### Extract provided
|---|
The user operates input device 118 to interact with the
program.
[0034] FIG. 2 shows a flow chart that illustrates a method 200 of
categorizing a collection of documents into a hierarchy of
categories in accordance with the present invention. Method 200 is
implemented in software that is programmed into computer 100. As
shown in FIG. 2, method 200 begins at step 210 by determining
whether an initial collection of documents has been received. The
initial collection of documents can be received from a number of
sources, such as the output of a Web search. Method 200 also
assigns a unique identification number for each document at step
210.
[0035] Each document in the initial collection of documents has a
string of characters that represent the document. The string of
characters, in turn, can include words, phrases, numbers,
punctuation marks, abbreviations, and other symbols. Once an
initial collection of documents has been received, method 200
optionally moves to step 212 where method 200 identifies predefined
characters from the string of characters in the documents in the
initial collection of documents, and changes the identified
characters to form a preprocessed collection of documents. (If step
212 is not utilized, then method 200 moves to step 214.)
|---|
### Given entries
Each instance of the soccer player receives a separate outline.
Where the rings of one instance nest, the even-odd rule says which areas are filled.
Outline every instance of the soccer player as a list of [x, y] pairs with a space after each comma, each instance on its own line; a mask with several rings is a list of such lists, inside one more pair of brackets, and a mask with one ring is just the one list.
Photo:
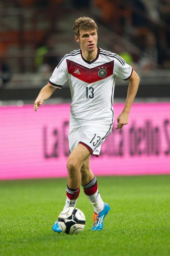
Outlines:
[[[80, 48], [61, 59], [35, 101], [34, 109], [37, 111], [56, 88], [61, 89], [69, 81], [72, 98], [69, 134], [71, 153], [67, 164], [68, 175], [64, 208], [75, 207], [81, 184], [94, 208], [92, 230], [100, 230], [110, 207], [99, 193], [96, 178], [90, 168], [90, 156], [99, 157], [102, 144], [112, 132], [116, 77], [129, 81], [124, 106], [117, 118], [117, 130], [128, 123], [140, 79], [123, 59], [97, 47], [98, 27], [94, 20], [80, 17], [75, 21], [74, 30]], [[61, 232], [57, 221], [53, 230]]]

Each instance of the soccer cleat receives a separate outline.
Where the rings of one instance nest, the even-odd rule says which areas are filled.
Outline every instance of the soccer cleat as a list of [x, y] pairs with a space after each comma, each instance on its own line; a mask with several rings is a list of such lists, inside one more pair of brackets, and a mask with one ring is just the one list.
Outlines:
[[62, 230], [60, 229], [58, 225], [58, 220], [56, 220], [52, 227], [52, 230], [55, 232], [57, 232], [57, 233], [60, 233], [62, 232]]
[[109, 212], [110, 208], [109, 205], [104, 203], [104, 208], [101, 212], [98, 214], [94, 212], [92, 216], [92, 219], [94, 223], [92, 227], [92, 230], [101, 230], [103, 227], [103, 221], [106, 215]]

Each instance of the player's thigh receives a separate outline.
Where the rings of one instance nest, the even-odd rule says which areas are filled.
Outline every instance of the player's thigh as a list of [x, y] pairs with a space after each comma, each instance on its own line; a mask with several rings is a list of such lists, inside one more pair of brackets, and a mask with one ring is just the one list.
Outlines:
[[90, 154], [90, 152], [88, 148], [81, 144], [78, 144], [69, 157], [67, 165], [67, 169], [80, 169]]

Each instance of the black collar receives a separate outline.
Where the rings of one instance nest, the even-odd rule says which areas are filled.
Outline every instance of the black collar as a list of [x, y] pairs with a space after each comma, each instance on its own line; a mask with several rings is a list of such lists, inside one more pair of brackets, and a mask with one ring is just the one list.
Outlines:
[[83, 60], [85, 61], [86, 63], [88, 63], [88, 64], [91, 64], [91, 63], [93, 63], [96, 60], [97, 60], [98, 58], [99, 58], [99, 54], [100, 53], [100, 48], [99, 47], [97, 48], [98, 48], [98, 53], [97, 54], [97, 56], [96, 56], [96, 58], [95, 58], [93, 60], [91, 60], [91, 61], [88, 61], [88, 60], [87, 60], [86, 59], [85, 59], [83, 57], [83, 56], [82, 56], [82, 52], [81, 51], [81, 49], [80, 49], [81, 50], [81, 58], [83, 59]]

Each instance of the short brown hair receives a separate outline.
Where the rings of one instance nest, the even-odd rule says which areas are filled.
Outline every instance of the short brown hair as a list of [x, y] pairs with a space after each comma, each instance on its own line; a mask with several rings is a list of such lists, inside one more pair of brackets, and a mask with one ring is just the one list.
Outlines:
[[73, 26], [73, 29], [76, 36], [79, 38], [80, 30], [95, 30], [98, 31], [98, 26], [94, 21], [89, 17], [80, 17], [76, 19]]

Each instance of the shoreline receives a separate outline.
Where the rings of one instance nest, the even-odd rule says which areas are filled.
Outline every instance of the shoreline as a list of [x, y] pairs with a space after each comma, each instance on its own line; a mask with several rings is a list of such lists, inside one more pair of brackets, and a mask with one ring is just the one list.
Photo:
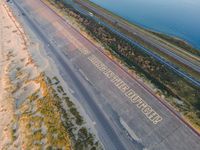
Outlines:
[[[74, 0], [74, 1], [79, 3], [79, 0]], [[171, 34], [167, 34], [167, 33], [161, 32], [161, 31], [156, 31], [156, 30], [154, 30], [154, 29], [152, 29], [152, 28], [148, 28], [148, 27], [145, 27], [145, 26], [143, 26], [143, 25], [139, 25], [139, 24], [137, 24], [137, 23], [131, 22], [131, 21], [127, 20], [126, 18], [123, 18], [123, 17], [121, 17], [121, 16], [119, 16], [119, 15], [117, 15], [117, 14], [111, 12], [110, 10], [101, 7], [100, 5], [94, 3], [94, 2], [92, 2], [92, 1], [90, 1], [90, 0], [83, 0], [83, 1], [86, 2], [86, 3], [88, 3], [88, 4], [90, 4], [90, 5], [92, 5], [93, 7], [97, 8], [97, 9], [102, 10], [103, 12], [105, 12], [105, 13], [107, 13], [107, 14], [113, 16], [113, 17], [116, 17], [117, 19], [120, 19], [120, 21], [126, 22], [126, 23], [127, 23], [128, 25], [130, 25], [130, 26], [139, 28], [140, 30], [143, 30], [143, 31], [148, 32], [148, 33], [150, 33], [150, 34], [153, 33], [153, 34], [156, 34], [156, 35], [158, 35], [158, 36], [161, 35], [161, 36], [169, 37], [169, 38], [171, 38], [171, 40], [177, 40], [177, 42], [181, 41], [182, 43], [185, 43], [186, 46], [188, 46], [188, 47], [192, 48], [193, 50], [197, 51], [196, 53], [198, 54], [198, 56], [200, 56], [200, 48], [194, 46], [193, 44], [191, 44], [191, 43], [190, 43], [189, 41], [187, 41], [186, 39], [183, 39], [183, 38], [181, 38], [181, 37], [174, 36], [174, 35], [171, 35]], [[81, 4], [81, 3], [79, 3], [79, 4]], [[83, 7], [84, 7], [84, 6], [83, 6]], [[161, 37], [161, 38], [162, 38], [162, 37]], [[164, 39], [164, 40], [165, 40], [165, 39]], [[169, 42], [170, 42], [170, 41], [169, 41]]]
|---|
### Objective A
According to the excerpt on document categorization, what can the string of characters that represents a document include? List every item the text names.
### Objective B
Extract the passage of the excerpt on document categorization between "[0035] Each document" and "to step 214.)", inclusive.
### Objective C
Write the continuation of the excerpt on document categorization, starting after its final sentence.

### Task response A
words, phrases, numbers, punctuation marks, abbreviations, and other symbols

### Task response B
[0035] Each document in the initial collection of documents has a
string of characters that represent the document. The string of
characters, in turn, can include words, phrases, numbers,
punctuation marks, abbreviations, and other symbols. Once an
initial collection of documents has been received, method 200
optionally moves to step 212 where method 200 identifies predefined
characters from the string of characters in the documents in the
initial collection of documents, and changes the identified
characters to form a preprocessed collection of documents. (If step
212 is not utilized, then method 200 moves to step 214.)

### Task response C
[0036] FIG. 3 shows a flow chart that illustrates a method 300 of
implementing step 212 in accordance with the present invention. As
shown in FIG. 3, method 300 begins at step 310 by removing stop
characters from each of the documents in the initial collection of
documents. For each document, method 300 compares each character in
the string of characters that represent the document with the list
of stop characters stored in memory 110, and removes a character
from the string when the character matches a stop character in the
list. The list of stop characters can include, for example,
punctuation marks such as quotation marks and parentheses and, when
multi-lingual documents are present, the characters written in a
language code that is not supported by method 300.
[0037] Once the stop characters have been removed from each
document in the initial collection of documents, method 300 moves
to step 312 where upper-case characters in the documents are
converted to lower-case characters. For each document, method 300
identifies the upper case characters in the string of characters
that represent the document, and replaces the upper case characters
with lower-case characters. (Upper case and lower case ASCII
characters differ by a constant. Thus, when an upper case character
is detected, subtracting the constant from the ASCII value of the
upper case character can form the lower case character.) For
example, the string "WISEnut" would be converted to "wisenut."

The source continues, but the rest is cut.